◆ Exercise directions: Restate the data exactly as given and keep the pictures out.

◆ Entries from a pointing dataset:
↓↓↓
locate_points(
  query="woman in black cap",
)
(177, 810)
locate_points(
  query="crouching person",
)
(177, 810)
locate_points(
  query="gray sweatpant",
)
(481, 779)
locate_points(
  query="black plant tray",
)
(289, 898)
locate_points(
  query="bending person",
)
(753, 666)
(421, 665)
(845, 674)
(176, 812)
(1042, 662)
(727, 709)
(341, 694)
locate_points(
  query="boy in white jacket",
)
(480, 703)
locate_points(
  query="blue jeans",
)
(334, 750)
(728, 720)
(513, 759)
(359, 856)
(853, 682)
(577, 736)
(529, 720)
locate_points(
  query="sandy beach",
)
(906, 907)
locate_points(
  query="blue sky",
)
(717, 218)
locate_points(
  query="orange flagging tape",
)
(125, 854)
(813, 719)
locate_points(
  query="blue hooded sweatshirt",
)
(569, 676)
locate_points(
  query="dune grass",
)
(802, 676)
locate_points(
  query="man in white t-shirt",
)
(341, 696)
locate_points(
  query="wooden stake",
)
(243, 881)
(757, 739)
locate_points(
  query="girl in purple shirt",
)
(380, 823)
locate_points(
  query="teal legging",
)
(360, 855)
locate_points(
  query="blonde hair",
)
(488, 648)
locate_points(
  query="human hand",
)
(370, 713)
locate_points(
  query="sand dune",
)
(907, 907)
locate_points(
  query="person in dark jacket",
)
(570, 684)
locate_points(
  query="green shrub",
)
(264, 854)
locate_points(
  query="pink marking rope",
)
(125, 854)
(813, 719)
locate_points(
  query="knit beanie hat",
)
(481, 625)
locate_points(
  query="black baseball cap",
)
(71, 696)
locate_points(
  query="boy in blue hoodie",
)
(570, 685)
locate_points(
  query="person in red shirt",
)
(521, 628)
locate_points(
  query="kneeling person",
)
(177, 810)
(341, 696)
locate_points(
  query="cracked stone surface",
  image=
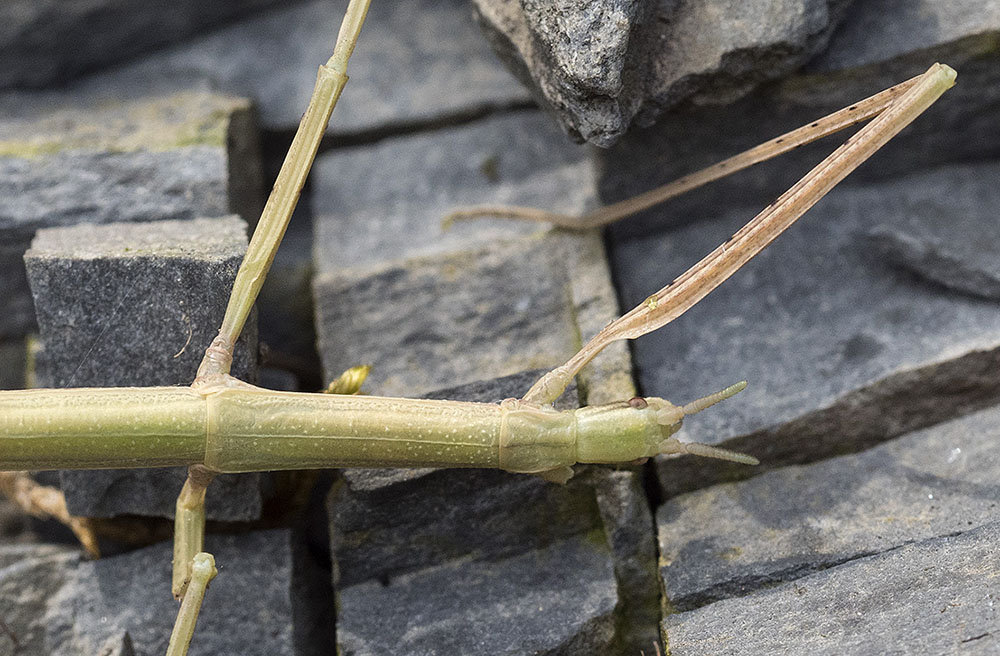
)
(486, 550)
(45, 42)
(70, 158)
(386, 263)
(603, 65)
(416, 62)
(120, 305)
(68, 606)
(738, 538)
(932, 597)
(843, 343)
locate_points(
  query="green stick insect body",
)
(222, 425)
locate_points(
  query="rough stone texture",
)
(377, 206)
(63, 605)
(475, 547)
(13, 363)
(506, 308)
(844, 344)
(46, 41)
(134, 305)
(416, 62)
(603, 65)
(556, 600)
(878, 32)
(69, 158)
(932, 597)
(732, 539)
(385, 202)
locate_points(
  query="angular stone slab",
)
(409, 528)
(603, 65)
(555, 600)
(932, 597)
(732, 539)
(135, 305)
(13, 364)
(69, 158)
(64, 605)
(417, 62)
(46, 41)
(506, 308)
(385, 202)
(845, 343)
(375, 207)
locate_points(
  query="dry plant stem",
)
(839, 120)
(285, 195)
(44, 501)
(202, 572)
(696, 283)
(189, 526)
↑↑↑
◆ Exercise answer:
locate_points(
  query="woman in black cap",
)
(177, 810)
locate_points(
  query="crouching person",
)
(177, 810)
locate_points(
  query="gray sweatpant",
)
(481, 779)
locate_points(
  query="black plant tray",
)
(289, 898)
locate_points(
  query="bending person",
)
(753, 666)
(421, 665)
(845, 674)
(176, 812)
(1042, 662)
(727, 709)
(341, 694)
locate_points(
  query="boy in white jacket",
)
(480, 703)
locate_points(
  query="blue jeans",
)
(334, 750)
(728, 720)
(513, 759)
(359, 856)
(853, 682)
(577, 736)
(529, 720)
locate_points(
  query="sandy beach",
)
(906, 907)
locate_points(
  query="blue sky",
)
(717, 218)
locate_points(
  query="orange flagging tape",
)
(125, 854)
(813, 719)
locate_points(
  query="blue hooded sweatshirt",
)
(569, 676)
locate_points(
  query="dune grass",
)
(802, 676)
locate_points(
  query="man in white t-shirt",
)
(341, 696)
locate_points(
  query="wooden stake",
)
(243, 881)
(757, 739)
locate_points(
  query="girl in purple shirt",
)
(380, 823)
locate_points(
  query="teal legging",
)
(360, 855)
locate_points(
  query="blonde hair",
)
(488, 648)
locate_points(
  query="human hand",
)
(370, 713)
locate_points(
  query="sand dune",
)
(907, 907)
locate_points(
  query="person in dark jacket",
)
(570, 684)
locate_points(
  query="green shrub",
)
(264, 854)
locate_points(
  query="pink marking rope",
)
(125, 854)
(813, 719)
locate_points(
  query="knit beanie hat",
)
(481, 625)
locate_points(
  query="black baseball cap",
)
(71, 696)
locate_points(
  query="boy in blue hoodie",
)
(570, 685)
locate_points(
  query="person in red shirt",
)
(521, 628)
locate_points(
  query="kneeling person",
)
(177, 810)
(341, 696)
locate_points(
  query="cracked stone surface",
  image=
)
(486, 550)
(45, 42)
(70, 158)
(386, 263)
(603, 65)
(416, 62)
(120, 305)
(68, 606)
(738, 538)
(932, 597)
(843, 343)
locate_points(
  query="green stick insect body",
)
(222, 425)
locate_points(
  query="rough stone texture",
)
(377, 206)
(63, 605)
(475, 547)
(13, 363)
(506, 308)
(844, 344)
(46, 41)
(134, 305)
(416, 62)
(603, 65)
(556, 600)
(878, 32)
(69, 158)
(932, 597)
(732, 539)
(385, 202)
locate_points(
  query="angular stone slab",
)
(409, 528)
(603, 65)
(555, 600)
(932, 597)
(732, 539)
(135, 305)
(13, 364)
(69, 158)
(64, 605)
(417, 62)
(46, 41)
(506, 308)
(385, 202)
(845, 343)
(375, 207)
locate_points(
  query="dry plant stem",
)
(839, 120)
(285, 195)
(44, 501)
(202, 572)
(696, 283)
(189, 526)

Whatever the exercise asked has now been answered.